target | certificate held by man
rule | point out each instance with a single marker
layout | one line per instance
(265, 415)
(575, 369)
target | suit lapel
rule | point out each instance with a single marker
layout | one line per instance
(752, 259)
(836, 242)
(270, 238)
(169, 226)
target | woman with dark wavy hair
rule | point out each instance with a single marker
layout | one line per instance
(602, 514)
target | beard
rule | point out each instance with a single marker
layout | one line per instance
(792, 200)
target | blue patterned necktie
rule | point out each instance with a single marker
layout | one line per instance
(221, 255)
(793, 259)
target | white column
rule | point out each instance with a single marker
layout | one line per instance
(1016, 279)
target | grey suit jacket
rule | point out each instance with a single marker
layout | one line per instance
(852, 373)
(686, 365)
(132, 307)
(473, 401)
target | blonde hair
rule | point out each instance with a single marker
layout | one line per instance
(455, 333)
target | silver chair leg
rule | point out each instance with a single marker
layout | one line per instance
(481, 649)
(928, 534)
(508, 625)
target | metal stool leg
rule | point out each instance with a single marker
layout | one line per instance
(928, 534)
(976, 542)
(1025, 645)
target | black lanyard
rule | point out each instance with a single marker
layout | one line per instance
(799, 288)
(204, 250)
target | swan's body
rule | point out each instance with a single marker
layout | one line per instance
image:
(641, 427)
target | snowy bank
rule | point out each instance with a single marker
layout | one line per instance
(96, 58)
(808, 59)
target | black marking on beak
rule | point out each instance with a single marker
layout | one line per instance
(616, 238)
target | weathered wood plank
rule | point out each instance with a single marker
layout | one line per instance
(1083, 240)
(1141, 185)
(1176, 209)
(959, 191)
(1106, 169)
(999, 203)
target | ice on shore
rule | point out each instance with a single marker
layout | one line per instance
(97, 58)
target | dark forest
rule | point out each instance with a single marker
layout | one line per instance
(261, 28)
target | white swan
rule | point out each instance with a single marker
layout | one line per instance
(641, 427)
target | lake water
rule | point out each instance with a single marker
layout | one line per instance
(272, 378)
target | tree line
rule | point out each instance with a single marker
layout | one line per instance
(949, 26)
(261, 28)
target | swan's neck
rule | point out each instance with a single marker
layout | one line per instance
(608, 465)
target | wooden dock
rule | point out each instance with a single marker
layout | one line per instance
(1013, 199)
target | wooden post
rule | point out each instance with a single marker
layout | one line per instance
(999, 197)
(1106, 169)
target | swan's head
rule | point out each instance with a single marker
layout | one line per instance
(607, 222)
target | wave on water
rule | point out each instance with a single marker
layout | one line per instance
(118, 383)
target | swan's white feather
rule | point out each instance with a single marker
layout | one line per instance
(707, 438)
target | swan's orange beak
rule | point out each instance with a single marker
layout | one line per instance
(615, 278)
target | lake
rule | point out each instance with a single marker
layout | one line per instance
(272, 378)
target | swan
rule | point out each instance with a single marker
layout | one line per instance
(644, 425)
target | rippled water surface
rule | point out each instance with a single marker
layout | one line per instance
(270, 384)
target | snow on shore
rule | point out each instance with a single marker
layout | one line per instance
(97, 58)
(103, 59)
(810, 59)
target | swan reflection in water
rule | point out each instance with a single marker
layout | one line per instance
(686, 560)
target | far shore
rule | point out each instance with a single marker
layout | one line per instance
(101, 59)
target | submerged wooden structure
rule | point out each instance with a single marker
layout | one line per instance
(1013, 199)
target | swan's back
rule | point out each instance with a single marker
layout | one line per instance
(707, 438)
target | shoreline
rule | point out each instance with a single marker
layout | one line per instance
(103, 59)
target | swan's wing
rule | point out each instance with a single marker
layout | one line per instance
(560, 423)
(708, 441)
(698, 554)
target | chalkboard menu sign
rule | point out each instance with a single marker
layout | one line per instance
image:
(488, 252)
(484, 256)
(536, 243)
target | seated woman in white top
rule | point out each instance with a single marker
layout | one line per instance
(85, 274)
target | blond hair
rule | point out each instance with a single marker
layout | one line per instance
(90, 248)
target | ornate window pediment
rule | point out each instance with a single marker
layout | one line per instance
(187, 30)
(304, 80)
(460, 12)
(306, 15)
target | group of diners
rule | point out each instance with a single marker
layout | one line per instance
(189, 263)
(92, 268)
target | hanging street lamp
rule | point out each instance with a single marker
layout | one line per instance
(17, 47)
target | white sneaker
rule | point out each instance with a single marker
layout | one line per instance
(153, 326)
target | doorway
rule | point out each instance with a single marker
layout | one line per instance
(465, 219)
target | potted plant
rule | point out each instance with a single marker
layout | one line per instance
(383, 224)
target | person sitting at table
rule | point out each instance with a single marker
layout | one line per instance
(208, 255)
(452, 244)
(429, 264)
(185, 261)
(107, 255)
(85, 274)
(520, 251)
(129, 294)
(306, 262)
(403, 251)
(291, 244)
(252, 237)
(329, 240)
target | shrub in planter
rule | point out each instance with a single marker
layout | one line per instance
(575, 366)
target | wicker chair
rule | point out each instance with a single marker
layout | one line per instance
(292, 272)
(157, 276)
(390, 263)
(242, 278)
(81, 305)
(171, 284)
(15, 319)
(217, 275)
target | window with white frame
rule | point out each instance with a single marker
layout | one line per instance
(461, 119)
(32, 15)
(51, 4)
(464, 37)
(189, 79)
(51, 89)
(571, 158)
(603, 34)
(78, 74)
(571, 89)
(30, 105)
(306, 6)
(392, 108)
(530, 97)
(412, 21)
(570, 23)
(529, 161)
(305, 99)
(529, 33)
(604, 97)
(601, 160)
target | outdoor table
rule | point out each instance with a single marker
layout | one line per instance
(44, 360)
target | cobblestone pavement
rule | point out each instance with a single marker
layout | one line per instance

What you will do
Copy all of the records above line for line, keeping every character unchanged.

Worked answer
target | certificate held by man
rule | point out each instance with a single marker
layout | one line per instance
(265, 415)
(575, 369)
target | suit lapel
rule | point out each instance with a single marker
layout | one line per instance
(752, 259)
(836, 242)
(270, 238)
(169, 226)
target | woman with dark wavy hair
rule | point out each instance with a single marker
layout | one line per instance
(602, 514)
target | beard
rule | point out each instance with a single marker
layout | one line per instance
(792, 200)
target | blue patterned necktie
rule | point out each instance with a single marker
layout | one line per instance
(221, 255)
(793, 259)
target | white column
rule | point out each instance with a single marker
layout | one line per instance
(1016, 279)
target | grey suit jacket
rule | point out each instance with a single marker
layout | one line per instance
(852, 373)
(686, 365)
(132, 307)
(473, 401)
target | blonde hair
rule | point out each instance with a single marker
layout | one line per instance
(455, 333)
target | silver chair leg
rule | point out each instance with a single marker
layout | one line per instance
(481, 649)
(928, 534)
(508, 625)
target | metal stool leg
rule | point out each instance with a single marker
layout | one line per instance
(928, 534)
(976, 542)
(1025, 645)
target | black lanyard
rule | point out each instance with a single marker
layout | one line per instance
(799, 288)
(204, 250)
target | swan's body
rule | point out each instance with a single marker
layout | one line per instance
image:
(641, 427)
target | snowy bank
rule | point out each instance with a single marker
layout | one line per instance
(96, 58)
(808, 59)
target | black marking on beak
rule | point out each instance with a single marker
layout | one line per instance
(616, 238)
target | weathered wood plank
rule | point out each instance with a single marker
layout | one line per instance
(1083, 240)
(1141, 185)
(1176, 209)
(959, 191)
(1106, 169)
(999, 203)
target | ice on shore
rule | point out each instance with a single marker
layout | one line per instance
(97, 58)
target | dark forest
rule | point out each instance with a single marker
layout | one line per instance
(261, 28)
target | white swan
rule | point out each instance with a single marker
layout | one line per instance
(641, 427)
target | lake water
rule | point out each instance with a single marker
layout | one line per instance
(272, 378)
target | tree line
rule | point out each instance with a single marker
layout | one line per instance
(949, 26)
(261, 28)
target | swan's neck
rule | point out each instance with a single marker
layout | one line per instance
(608, 465)
target | wooden dock
rule | point out each instance with a single marker
layout | one line per instance
(1013, 199)
target | wooden post
rule | point out each instance with a single marker
layout | one line per instance
(999, 197)
(1106, 169)
target | swan's head
rule | point out each instance with a single marker
layout | one line per instance
(607, 222)
target | wave on water
rule | point out each instance with a single marker
layout | one line per instance
(118, 383)
target | swan's white feather
rule | point out each instance with a single marker
layout | one line per instance
(707, 438)
target | swan's orange beak
rule | point out each instance with a single marker
layout | one line per instance
(615, 278)
target | lake
rule | point out each instance with a single marker
layout | one line per instance
(272, 378)
target | swan
rule | point out each instance with a single marker
layout | one line per instance
(644, 425)
target | rippled water surface
rule | point out each instance with a single marker
layout | one line per instance
(270, 384)
target | snow on shore
rule | point out each instance with a single marker
layout | one line per instance
(97, 58)
(103, 59)
(810, 59)
target | swan reflection in water
rule | point out each instance with a single marker
layout | one line per instance
(686, 560)
target | far shore
rule | point out each instance with a single marker
layout | one line per instance
(101, 59)
target | submerged wooden structure
rule | point out each instance with a single marker
layout | one line per instance
(1013, 199)
target | swan's back
rule | point out each instance with a single marker
layout | one line per instance
(707, 438)
target | shoreline
rule | point out each instance with a single marker
layout | one line per instance
(103, 59)
target | swan's wing
rule | point out each instance with a single marker
layout | one line per instance
(560, 423)
(708, 441)
(698, 554)
target | chalkboard menu sign
rule | point out each instance with a single marker
layout | one line per instance
image:
(488, 252)
(484, 256)
(536, 243)
target | seated woman in white top
rule | point out each instance with a single marker
layout | one line per instance
(85, 274)
target | blond hair
rule | point out each instance with a single marker
layout | one line per instance
(90, 248)
target | ornate window pediment
rule | point out each instance with a single marker
layout | one line per instance
(187, 30)
(304, 80)
(460, 12)
(306, 15)
target | group of diners
rule | point out each instance with a single marker
layout | one line per instance
(189, 263)
(92, 268)
target | hanging street lamp
rule | point out each instance with a single marker
layout | one line per instance
(17, 47)
target | white sneaker
rule | point out each instance with a single marker
layout | one line per instance
(153, 326)
target | doorway
rule | point out each instance with a single marker
layout | one line per instance
(465, 219)
target | potted plant
rule | point out each instance with a single marker
layout | one line per instance
(383, 224)
target | person sitting at table
rule | point out each instance with a single marker
layout | one line per instance
(208, 255)
(452, 244)
(429, 264)
(185, 261)
(107, 255)
(85, 274)
(520, 251)
(129, 294)
(306, 262)
(403, 251)
(291, 244)
(252, 237)
(329, 240)
target | shrub in planter
rule | point out each instance with a single marker
layout | one line per instance
(575, 366)
target | wicker chair
rule | point out each instance with a single marker
layout | one line per instance
(292, 272)
(157, 276)
(390, 263)
(242, 278)
(81, 305)
(171, 284)
(15, 319)
(217, 275)
target | window with white frame
rule | point out each instance with a single marker
layout | one line per instance
(461, 119)
(32, 15)
(51, 4)
(464, 37)
(189, 79)
(51, 89)
(571, 158)
(603, 34)
(78, 74)
(571, 89)
(30, 105)
(306, 6)
(392, 108)
(530, 97)
(412, 21)
(570, 23)
(529, 161)
(305, 99)
(529, 33)
(604, 97)
(601, 160)
target | outdoor table
rule | point out each instance with a single marker
layout | one line per instance
(44, 360)
target | cobblestone pavement
rule | point out each instance with a single marker
layout | one line per instance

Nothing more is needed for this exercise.